■ **RECORDS TO PROCESS**
------

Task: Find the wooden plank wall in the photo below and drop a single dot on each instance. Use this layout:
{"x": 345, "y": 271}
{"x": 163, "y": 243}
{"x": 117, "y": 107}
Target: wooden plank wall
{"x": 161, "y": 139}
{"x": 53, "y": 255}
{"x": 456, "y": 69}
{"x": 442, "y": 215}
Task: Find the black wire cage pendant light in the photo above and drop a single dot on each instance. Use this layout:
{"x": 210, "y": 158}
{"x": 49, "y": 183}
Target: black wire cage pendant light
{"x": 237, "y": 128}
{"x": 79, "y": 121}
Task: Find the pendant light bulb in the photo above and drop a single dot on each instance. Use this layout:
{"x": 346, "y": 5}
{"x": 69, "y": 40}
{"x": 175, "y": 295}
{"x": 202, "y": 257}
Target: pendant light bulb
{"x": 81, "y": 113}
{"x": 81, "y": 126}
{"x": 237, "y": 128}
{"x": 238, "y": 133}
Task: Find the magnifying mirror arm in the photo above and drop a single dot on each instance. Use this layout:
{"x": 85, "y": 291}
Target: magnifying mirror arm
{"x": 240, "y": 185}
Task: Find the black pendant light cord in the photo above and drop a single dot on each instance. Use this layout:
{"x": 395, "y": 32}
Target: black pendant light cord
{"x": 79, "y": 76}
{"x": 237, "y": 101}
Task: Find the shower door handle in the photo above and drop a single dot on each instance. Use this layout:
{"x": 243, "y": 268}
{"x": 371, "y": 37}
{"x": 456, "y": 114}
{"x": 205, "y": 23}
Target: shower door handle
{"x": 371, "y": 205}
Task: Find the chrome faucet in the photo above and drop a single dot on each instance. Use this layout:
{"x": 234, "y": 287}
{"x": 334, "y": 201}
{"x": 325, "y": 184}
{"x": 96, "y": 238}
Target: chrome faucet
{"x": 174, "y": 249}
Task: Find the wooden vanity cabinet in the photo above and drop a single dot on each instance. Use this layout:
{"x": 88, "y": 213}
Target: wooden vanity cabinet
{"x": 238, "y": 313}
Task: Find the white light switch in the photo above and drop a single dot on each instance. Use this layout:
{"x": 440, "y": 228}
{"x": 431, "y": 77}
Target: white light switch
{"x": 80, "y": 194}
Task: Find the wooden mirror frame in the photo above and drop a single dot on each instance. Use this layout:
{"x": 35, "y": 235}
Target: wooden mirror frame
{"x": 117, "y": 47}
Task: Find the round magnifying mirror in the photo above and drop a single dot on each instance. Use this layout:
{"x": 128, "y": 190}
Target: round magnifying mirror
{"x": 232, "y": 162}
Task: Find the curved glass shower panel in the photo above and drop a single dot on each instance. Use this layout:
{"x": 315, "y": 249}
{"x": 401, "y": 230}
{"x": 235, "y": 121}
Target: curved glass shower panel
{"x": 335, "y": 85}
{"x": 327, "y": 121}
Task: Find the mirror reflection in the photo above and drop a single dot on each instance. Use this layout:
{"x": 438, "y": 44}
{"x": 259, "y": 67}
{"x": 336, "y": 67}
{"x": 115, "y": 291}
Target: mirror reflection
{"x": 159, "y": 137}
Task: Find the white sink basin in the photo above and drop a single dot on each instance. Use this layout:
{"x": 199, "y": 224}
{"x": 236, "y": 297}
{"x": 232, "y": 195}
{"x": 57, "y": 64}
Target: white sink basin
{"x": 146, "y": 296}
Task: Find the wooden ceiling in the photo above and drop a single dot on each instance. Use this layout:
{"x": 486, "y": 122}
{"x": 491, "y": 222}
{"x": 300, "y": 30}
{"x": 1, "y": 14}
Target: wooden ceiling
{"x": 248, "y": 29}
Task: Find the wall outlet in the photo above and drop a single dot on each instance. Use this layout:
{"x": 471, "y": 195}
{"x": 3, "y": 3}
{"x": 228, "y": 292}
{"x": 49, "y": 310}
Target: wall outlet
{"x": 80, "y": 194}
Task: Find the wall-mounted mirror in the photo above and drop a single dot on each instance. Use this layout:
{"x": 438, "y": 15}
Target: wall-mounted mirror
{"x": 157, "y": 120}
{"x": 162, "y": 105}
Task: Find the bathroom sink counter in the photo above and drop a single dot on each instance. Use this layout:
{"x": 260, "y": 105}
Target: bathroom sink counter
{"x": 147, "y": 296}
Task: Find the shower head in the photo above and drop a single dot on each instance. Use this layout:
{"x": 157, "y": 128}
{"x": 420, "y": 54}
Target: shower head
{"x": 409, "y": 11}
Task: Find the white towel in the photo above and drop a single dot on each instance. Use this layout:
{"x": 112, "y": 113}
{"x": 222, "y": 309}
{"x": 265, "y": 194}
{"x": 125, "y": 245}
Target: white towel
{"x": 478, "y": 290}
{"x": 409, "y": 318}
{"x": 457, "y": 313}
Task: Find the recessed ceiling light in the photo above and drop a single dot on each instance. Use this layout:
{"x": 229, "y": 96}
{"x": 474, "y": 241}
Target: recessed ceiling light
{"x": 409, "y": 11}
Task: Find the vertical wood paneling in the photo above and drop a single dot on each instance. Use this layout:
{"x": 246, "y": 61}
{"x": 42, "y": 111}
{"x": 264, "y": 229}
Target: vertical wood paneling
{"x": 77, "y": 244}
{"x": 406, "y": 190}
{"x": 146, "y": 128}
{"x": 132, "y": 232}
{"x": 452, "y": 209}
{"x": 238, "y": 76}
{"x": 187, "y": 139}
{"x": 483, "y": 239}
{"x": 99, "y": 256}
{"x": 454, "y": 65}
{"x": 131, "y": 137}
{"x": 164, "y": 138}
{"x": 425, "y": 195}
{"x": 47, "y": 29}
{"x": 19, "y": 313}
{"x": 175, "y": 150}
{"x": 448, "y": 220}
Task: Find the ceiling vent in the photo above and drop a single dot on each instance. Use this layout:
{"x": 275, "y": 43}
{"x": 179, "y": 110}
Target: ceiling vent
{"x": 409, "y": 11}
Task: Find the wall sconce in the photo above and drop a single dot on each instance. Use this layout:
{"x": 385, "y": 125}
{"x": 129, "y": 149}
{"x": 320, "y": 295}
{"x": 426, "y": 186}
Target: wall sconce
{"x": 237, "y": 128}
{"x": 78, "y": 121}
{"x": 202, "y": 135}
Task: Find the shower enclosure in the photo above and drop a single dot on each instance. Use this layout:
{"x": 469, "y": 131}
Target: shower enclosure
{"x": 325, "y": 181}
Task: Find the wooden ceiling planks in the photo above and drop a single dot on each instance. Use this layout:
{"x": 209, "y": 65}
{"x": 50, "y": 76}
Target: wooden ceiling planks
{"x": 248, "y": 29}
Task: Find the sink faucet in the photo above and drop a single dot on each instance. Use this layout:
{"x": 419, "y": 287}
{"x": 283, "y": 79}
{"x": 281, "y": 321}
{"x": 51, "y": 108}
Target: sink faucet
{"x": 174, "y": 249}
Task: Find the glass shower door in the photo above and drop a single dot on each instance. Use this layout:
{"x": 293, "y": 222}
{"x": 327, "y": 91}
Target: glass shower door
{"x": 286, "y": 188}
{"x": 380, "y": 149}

------

■ **EXERCISE**
Could you lay out every line of the listing above as a Markdown table, with a row number under "No." and the line itself under "Line", leaving out blank lines?

■ **WORKED SOLUTION**
| No. | Line |
|---|---|
| 1 | Task: Find the wooden plank wall in the photo below and drop a single dot on each instance. Use this layout: |
| 2 | {"x": 345, "y": 271} |
| 3 | {"x": 163, "y": 243} |
| 4 | {"x": 117, "y": 107} |
| 5 | Target: wooden plank wall |
| 6 | {"x": 161, "y": 139} |
| 7 | {"x": 53, "y": 255} |
| 8 | {"x": 456, "y": 69} |
| 9 | {"x": 442, "y": 215} |
| 10 | Task: Find the black wire cage pendant light in the photo above and drop a single dot on each instance. Use this layout: |
| 11 | {"x": 210, "y": 158} |
| 12 | {"x": 49, "y": 183} |
| 13 | Target: black wire cage pendant light |
| 14 | {"x": 237, "y": 128} |
| 15 | {"x": 79, "y": 121} |
| 16 | Task: Find the pendant light bulb in the photo above and drop a single dot on each instance. Use this layout: |
| 17 | {"x": 346, "y": 5} |
| 18 | {"x": 69, "y": 40} |
| 19 | {"x": 175, "y": 295} |
| 20 | {"x": 202, "y": 257} |
| 21 | Target: pendant light bulb |
| 22 | {"x": 81, "y": 113} |
| 23 | {"x": 81, "y": 126} |
| 24 | {"x": 237, "y": 128} |
| 25 | {"x": 238, "y": 133} |
| 26 | Task: Find the magnifying mirror arm in the photo above and drop a single dot on each instance. Use this layout: |
| 27 | {"x": 85, "y": 291} |
| 28 | Target: magnifying mirror arm |
| 29 | {"x": 240, "y": 185} |
| 30 | Task: Find the black pendant light cord in the photo above and drop a single dot on each instance. Use this layout: |
| 31 | {"x": 395, "y": 32} |
| 32 | Target: black pendant light cord |
| 33 | {"x": 79, "y": 76} |
| 34 | {"x": 237, "y": 101} |
| 35 | Task: Find the shower door handle in the photo above and drop a single dot on each instance. Use this layout: |
| 36 | {"x": 243, "y": 268} |
| 37 | {"x": 371, "y": 37} |
| 38 | {"x": 456, "y": 114} |
| 39 | {"x": 205, "y": 23} |
| 40 | Target: shower door handle |
| 41 | {"x": 371, "y": 205} |
| 42 | Task: Find the chrome faucet in the photo above and drop a single dot on each instance. Use this layout: |
| 43 | {"x": 234, "y": 287} |
| 44 | {"x": 334, "y": 201} |
| 45 | {"x": 325, "y": 184} |
| 46 | {"x": 96, "y": 238} |
| 47 | Target: chrome faucet |
| 48 | {"x": 174, "y": 249} |
| 49 | Task: Find the wooden vanity cabinet in the photo above and drop a single dot on each instance. Use this layout: |
| 50 | {"x": 88, "y": 213} |
| 51 | Target: wooden vanity cabinet |
| 52 | {"x": 238, "y": 313} |
| 53 | Task: Find the white light switch in the photo above and drop a single dot on each instance. Use this layout: |
| 54 | {"x": 440, "y": 228} |
| 55 | {"x": 431, "y": 77} |
| 56 | Target: white light switch |
| 57 | {"x": 80, "y": 194} |
| 58 | Task: Find the wooden mirror frame in the photo above and drop a single dot on each instance. Use this layout: |
| 59 | {"x": 35, "y": 235} |
| 60 | Target: wooden mirror frame |
| 61 | {"x": 117, "y": 47} |
| 62 | Task: Find the round magnifying mirror in the photo above and drop a single dot on each instance. Use this layout: |
| 63 | {"x": 128, "y": 190} |
| 64 | Target: round magnifying mirror |
| 65 | {"x": 232, "y": 162} |
| 66 | Task: Find the curved glass shower panel in the photo above and drop a single dot on each instance. Use this layout: |
| 67 | {"x": 315, "y": 249} |
| 68 | {"x": 401, "y": 230} |
| 69 | {"x": 235, "y": 121} |
| 70 | Target: curved glass shower panel |
| 71 | {"x": 335, "y": 85} |
| 72 | {"x": 327, "y": 121} |
| 73 | Task: Find the mirror reflection in the photo above and drop a single dot on each instance. Use this layout: |
| 74 | {"x": 438, "y": 44} |
| 75 | {"x": 259, "y": 67} |
| 76 | {"x": 336, "y": 67} |
| 77 | {"x": 115, "y": 291} |
| 78 | Target: mirror reflection |
| 79 | {"x": 159, "y": 137} |
| 80 | Task: Find the white sink basin in the photo above and drop a single dot on each instance. Use this layout: |
| 81 | {"x": 199, "y": 224} |
| 82 | {"x": 236, "y": 297} |
| 83 | {"x": 232, "y": 195} |
| 84 | {"x": 57, "y": 64} |
| 85 | Target: white sink basin |
| 86 | {"x": 146, "y": 296} |
| 87 | Task: Find the wooden ceiling in the photo above and drop a single dot on each instance. Use this layout: |
| 88 | {"x": 486, "y": 122} |
| 89 | {"x": 491, "y": 222} |
| 90 | {"x": 300, "y": 30} |
| 91 | {"x": 1, "y": 14} |
| 92 | Target: wooden ceiling |
| 93 | {"x": 248, "y": 29} |
| 94 | Task: Find the wall outlet in the photo above and drop a single dot on each instance. Use this layout: |
| 95 | {"x": 471, "y": 195} |
| 96 | {"x": 3, "y": 3} |
| 97 | {"x": 228, "y": 292} |
| 98 | {"x": 49, "y": 310} |
| 99 | Target: wall outlet |
| 100 | {"x": 80, "y": 194} |
| 101 | Task: Find the wall-mounted mirror in the photo above and drop a single dot on each instance. Use this layout: |
| 102 | {"x": 438, "y": 15} |
| 103 | Target: wall-mounted mirror |
| 104 | {"x": 157, "y": 120} |
| 105 | {"x": 162, "y": 105} |
| 106 | Task: Find the bathroom sink counter in the photo above and drop a single dot on each instance. Use this layout: |
| 107 | {"x": 260, "y": 105} |
| 108 | Target: bathroom sink counter |
| 109 | {"x": 147, "y": 296} |
| 110 | Task: Find the shower head in the photo above and drop a single dot on each instance. Use this layout: |
| 111 | {"x": 157, "y": 128} |
| 112 | {"x": 420, "y": 54} |
| 113 | Target: shower head |
| 114 | {"x": 409, "y": 11} |
| 115 | Task: Find the white towel in the photo above and drop a single dot on each instance. Use this layout: |
| 116 | {"x": 112, "y": 113} |
| 117 | {"x": 222, "y": 309} |
| 118 | {"x": 265, "y": 194} |
| 119 | {"x": 125, "y": 245} |
| 120 | Target: white towel |
| 121 | {"x": 478, "y": 290} |
| 122 | {"x": 409, "y": 318} |
| 123 | {"x": 457, "y": 313} |
| 124 | Task: Find the recessed ceiling light in the photo above and drop a single dot on each instance. Use this layout: |
| 125 | {"x": 229, "y": 96} |
| 126 | {"x": 474, "y": 241} |
| 127 | Target: recessed ceiling light |
| 128 | {"x": 409, "y": 11} |
| 129 | Task: Find the vertical wood paneling in the photo above and drop a single dot on each instance. Use this layout: |
| 130 | {"x": 246, "y": 61} |
| 131 | {"x": 42, "y": 111} |
| 132 | {"x": 264, "y": 229} |
| 133 | Target: vertical wood paneling |
| 134 | {"x": 77, "y": 244} |
| 135 | {"x": 406, "y": 190} |
| 136 | {"x": 146, "y": 128} |
| 137 | {"x": 132, "y": 232} |
| 138 | {"x": 452, "y": 209} |
| 139 | {"x": 238, "y": 76} |
| 140 | {"x": 187, "y": 139} |
| 141 | {"x": 483, "y": 239} |
| 142 | {"x": 99, "y": 256} |
| 143 | {"x": 454, "y": 65} |
| 144 | {"x": 131, "y": 137} |
| 145 | {"x": 164, "y": 138} |
| 146 | {"x": 425, "y": 195} |
| 147 | {"x": 47, "y": 29} |
| 148 | {"x": 19, "y": 313} |
| 149 | {"x": 175, "y": 150} |
| 150 | {"x": 448, "y": 220} |
| 151 | Task: Find the ceiling vent in the photo above and drop a single dot on each instance. Use this layout: |
| 152 | {"x": 275, "y": 43} |
| 153 | {"x": 179, "y": 110} |
| 154 | Target: ceiling vent |
| 155 | {"x": 409, "y": 11} |
| 156 | Task: Find the wall sconce in the photo above and drop a single dot on each instance. Use this layout: |
| 157 | {"x": 385, "y": 125} |
| 158 | {"x": 129, "y": 149} |
| 159 | {"x": 320, "y": 295} |
| 160 | {"x": 426, "y": 186} |
| 161 | Target: wall sconce |
| 162 | {"x": 237, "y": 128} |
| 163 | {"x": 78, "y": 121} |
| 164 | {"x": 202, "y": 135} |
| 165 | Task: Find the shower enclosure in the photo above and drop a single dot on each instance. Use this layout: |
| 166 | {"x": 469, "y": 131} |
| 167 | Target: shower enclosure |
| 168 | {"x": 325, "y": 181} |
| 169 | Task: Find the wooden ceiling planks in the photo above and drop a single dot on each instance. Use this layout: |
| 170 | {"x": 209, "y": 65} |
| 171 | {"x": 50, "y": 76} |
| 172 | Target: wooden ceiling planks |
| 173 | {"x": 248, "y": 29} |
| 174 | Task: Find the sink faucet in the photo above and drop a single dot on each instance. Use this layout: |
| 175 | {"x": 419, "y": 287} |
| 176 | {"x": 283, "y": 79} |
| 177 | {"x": 281, "y": 321} |
| 178 | {"x": 51, "y": 108} |
| 179 | Target: sink faucet |
| 180 | {"x": 174, "y": 249} |
| 181 | Task: Find the glass shower door in the photo above and drop a single dot on each instance. Use this layout: |
| 182 | {"x": 293, "y": 222} |
| 183 | {"x": 327, "y": 91} |
| 184 | Target: glass shower door |
| 185 | {"x": 286, "y": 188} |
| 186 | {"x": 380, "y": 149} |